• [SET PROBLEM]: Set down each entry from the block beneath, exactly as written.

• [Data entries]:
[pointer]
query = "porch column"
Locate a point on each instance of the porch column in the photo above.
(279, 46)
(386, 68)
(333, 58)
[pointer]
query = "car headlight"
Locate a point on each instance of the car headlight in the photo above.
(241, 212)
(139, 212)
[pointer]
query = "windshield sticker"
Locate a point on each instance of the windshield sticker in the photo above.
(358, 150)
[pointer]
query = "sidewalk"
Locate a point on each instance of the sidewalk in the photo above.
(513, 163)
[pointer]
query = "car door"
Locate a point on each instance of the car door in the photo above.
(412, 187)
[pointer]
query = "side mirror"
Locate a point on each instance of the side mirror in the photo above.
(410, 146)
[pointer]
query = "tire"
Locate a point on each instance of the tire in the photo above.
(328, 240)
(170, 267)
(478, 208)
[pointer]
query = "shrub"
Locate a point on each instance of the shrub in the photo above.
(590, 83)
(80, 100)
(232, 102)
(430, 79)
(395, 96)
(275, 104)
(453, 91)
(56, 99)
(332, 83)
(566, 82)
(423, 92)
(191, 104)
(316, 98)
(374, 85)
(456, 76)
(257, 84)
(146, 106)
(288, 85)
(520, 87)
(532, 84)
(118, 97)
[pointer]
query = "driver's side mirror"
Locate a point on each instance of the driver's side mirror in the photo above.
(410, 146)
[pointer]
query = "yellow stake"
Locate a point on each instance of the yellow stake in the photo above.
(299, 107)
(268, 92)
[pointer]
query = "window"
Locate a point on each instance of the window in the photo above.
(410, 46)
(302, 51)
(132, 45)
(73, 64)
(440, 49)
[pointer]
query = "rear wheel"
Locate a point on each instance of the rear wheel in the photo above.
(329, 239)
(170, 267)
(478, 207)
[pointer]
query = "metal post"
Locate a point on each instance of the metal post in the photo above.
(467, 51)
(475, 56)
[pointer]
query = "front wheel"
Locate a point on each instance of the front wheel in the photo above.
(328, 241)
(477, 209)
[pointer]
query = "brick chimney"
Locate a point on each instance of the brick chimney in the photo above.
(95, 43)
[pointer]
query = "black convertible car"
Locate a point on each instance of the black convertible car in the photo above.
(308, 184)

• [WRITTEN RESPONSE]:
[pointer]
query = "porch column"
Locate a point on each instance of the porch column in the photo above.
(279, 46)
(386, 68)
(333, 58)
[pointer]
query = "car headlight"
Locate a point on each instance of the car headlight in the photo above.
(241, 212)
(139, 212)
[pointer]
query = "windshield sticker"
Locate a point on each instance of the windshield sticker in the photo above.
(358, 150)
[pointer]
query = "sidewalk"
Locate a point on each instance of the sidewalk in the photo above.
(513, 163)
[pointer]
query = "car door"
Locate a point on each instance of the car door in the photo above.
(412, 187)
[pointer]
query = "side mirror"
Locate a point on each instance of the side mirror in the photo above.
(410, 146)
[pointer]
query = "tire"
Locate a point on each instance of the tire in the photo above.
(328, 240)
(170, 267)
(478, 208)
[pointer]
query = "shrub"
Locate a point on each instance of the shrub in the photo above.
(590, 83)
(80, 100)
(232, 102)
(430, 79)
(395, 96)
(275, 104)
(453, 91)
(56, 99)
(332, 83)
(566, 82)
(423, 92)
(191, 104)
(316, 98)
(374, 85)
(456, 76)
(257, 84)
(146, 106)
(288, 85)
(520, 87)
(532, 84)
(118, 97)
[pointer]
query = "driver's side mirror"
Locate a point on each instance of the driver's side mirror in the photo above.
(410, 146)
[pointer]
query = "yellow stake"
Locate a point on each instance of the yellow stake in the photo above.
(299, 107)
(268, 92)
[pointer]
query = "window"
Locate a point on each instance of the window in the photo above.
(410, 46)
(302, 51)
(132, 45)
(73, 64)
(440, 49)
[pointer]
query = "rear wheel"
Locate a point on each instance of the rear wheel in the photo above.
(329, 239)
(170, 267)
(478, 207)
[pointer]
query = "metal post"
Locate a point on each instance of the metal post in the photo above.
(467, 51)
(475, 56)
[pointer]
query = "front wheel"
Locate a point on each instance of the front wheel in the photo above.
(328, 241)
(477, 209)
[pointer]
query = "brick chimney"
Locate a point on each instance of the brick chimney in the photo above.
(95, 43)
[pointer]
query = "black convertible car"
Locate a point on each instance of the black convertible car in the photo above.
(308, 184)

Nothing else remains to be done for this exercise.